DOCUMENT PASSAGE
____

Monday, October 09, 2006

Happiness is a Warm Gummi

Everybody loves griping about Corporate America. Hell, I do.* Wells Fargo has a small dustbuster attached to my checking account, my Chuck Taylors, after Nike bought them out, fell apart and crumbled like the Yankees this weekend, and Cingular hands me usurious bills without the ability to properly explain them ("Listen: I promise I didn't sign up for a daily Teen Flirt Horoscope Text Message. Now, the Nelly ringtones, well, that's a whole other thing.) Companies have more power than I do. Their votes count more than mine do. They have a cooler logo than I have. Then list goes on, on, on.

But this weekend, I was not bemoaning the massive bilking machine called Corporate America. No. I was applauding it. Because this weekend, instead of perpetrating horrible product placements in otherwise enjoyable movies---Ahem, Thomas Crowne Affair---Corporate America gave me free Young Frankenstein and free blueglass, both outside, on a weekend where San Francisco dressed up like Santa Barbara and hovered its temperatures in the mid 70s. All was well with the world. Or at least, my world. The world at large is never doing all that well.

When everything you do for an entire weekend is free and outdoors, all you really need is food and drink. Which, when you boil it right down, is all most humans need anyway. (Sometimes though, I kind of wish we were more...reptilian. Like a snake. Then, instead all that bothersome eating three times a day thing, you'd just eat one or two elephantine meals a month and spend the next week layed up on a barcalounger digesting. Added bonus: when driving through Ohio, we'd never have to stop at one of those frightening gas station conglomerations of Burger Kings, S'barros, and Bojangleseses, all sharing one dining room filled with astonishingly pale lardos). So, with sandwiches, chips, and beers that even homeless guys would turn their noses at**, I spent the weekend lounging in the sun, sporting a terribly embarrassing mustache & mutton chop combination that was shaved on the way to full baby face. I looked sort of like the villain in an early 1900s silent movie. Picture me tying some blonde to the train tracks, hair slicked back under a top hat, cackling, looking askance, thoroughly enjoying myself.

____

COLLECTED MATERIAL
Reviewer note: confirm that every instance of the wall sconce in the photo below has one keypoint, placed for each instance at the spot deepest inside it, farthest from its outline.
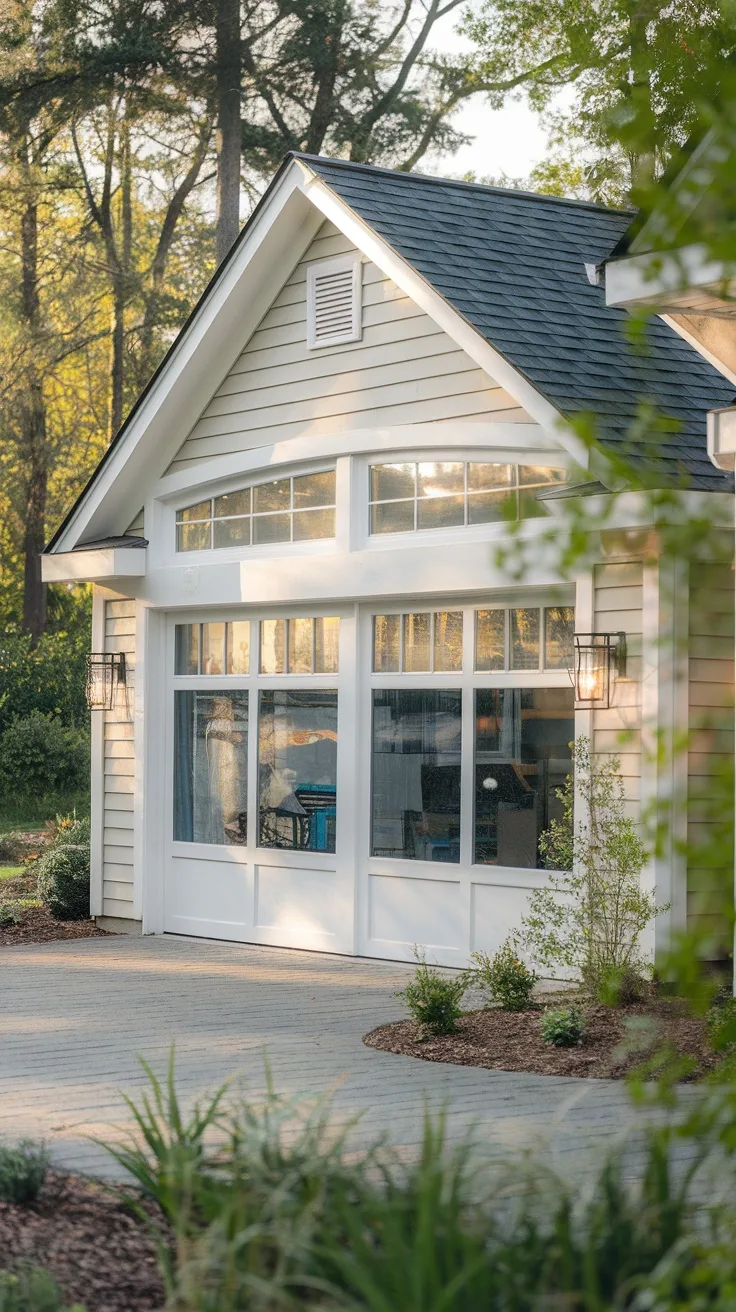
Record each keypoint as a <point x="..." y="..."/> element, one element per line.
<point x="105" y="673"/>
<point x="598" y="660"/>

____

WORK TO DO
Please print the passage of the "Happiness is a Warm Gummi" blog post starting at "Happiness is a" and ending at "on, on, on.", word for word.

RESPONSE TO THIS TASK
Happiness is a Warm Gummi

Everybody loves griping about Corporate America. Hell, I do.* Wells Fargo has a small dustbuster attached to my checking account, my Chuck Taylors, after Nike bought them out, fell apart and crumbled like the Yankees this weekend, and Cingular hands me usurious bills without the ability to properly explain them ("Listen: I promise I didn't sign up for a daily Teen Flirt Horoscope Text Message. Now, the Nelly ringtones, well, that's a whole other thing.) Companies have more power than I do. Their votes count more than mine do. They have a cooler logo than I have. Then list goes on, on, on.